§ REQUIRED WORK: Transcribe verbatim the stretch of lines below from the line containing "Place one marker on each instance of the landscaping" through the final line, including both of those lines.

§ INFORMATION GIVEN:
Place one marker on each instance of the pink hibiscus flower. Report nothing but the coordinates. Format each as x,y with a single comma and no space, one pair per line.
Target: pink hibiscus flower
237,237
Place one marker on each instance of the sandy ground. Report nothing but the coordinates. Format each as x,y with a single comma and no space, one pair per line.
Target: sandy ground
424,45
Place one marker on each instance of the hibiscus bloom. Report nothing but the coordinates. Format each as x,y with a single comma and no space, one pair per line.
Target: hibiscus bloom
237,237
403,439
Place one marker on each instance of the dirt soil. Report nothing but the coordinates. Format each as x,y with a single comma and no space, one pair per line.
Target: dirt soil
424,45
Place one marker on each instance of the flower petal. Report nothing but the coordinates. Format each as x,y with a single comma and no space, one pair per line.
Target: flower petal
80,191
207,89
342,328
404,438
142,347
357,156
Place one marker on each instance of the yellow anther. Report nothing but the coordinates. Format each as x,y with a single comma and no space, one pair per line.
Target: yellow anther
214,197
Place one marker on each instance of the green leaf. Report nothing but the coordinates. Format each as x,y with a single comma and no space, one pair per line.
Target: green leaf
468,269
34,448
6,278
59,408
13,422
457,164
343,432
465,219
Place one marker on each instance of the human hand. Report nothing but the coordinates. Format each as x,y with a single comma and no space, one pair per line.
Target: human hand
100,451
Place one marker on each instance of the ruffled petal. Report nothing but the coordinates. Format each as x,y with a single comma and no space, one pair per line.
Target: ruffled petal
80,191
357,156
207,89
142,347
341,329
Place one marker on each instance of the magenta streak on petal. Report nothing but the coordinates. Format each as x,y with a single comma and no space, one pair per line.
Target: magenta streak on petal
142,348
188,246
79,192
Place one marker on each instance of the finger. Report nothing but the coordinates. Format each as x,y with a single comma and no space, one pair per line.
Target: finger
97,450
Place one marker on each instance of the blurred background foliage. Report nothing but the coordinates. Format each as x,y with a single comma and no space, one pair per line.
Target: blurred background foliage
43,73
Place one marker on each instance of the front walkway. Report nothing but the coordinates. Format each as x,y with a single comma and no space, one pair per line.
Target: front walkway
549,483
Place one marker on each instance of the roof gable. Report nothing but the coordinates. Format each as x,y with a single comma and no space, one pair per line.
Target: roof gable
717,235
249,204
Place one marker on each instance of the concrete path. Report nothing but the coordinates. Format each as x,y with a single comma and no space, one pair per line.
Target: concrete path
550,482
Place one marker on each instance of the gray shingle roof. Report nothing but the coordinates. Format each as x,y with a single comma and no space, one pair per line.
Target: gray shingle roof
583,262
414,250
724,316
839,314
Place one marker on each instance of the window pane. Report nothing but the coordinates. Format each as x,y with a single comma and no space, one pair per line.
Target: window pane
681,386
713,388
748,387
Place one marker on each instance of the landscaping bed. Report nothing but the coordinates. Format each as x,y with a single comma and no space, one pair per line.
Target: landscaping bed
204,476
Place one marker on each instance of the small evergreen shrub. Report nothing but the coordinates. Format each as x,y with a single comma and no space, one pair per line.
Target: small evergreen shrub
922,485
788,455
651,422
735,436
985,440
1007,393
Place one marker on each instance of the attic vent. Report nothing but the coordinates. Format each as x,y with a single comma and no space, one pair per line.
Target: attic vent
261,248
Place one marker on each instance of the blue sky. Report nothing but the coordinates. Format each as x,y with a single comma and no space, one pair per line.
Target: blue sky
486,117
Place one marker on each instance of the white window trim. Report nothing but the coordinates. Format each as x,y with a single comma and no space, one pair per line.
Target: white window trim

§ CORRECT RESULT:
Place one marker on each instance of the landscaping bed. Report nothing but the coordinates. Format each as x,y with a single comma and no space, one pair per line.
Target: landscaping bed
204,476
Place one marker on each instance of the small evergreen shrub. Report nothing but the coordinates. Format each as x,y with a single comma and no space, one pair per line.
Target: small evergreen shrub
922,485
788,455
651,422
735,436
985,440
1007,393
Place one marker on each instance of the attic vent. Report nothing but the coordinates. Format each as x,y with a single comma and no space, one pair per line.
Target: attic vent
261,248
Place one marker on each instance of the blue sky. Report nothing but the coordinates. Format each as x,y with a single comma and no space, one pair per line.
Target: blue sky
486,117
Place one marker on each instance of the white window trim. Report nothing but the coordinates. Format each as x,y with a single comma and no space, one pair per line.
Target: white window trim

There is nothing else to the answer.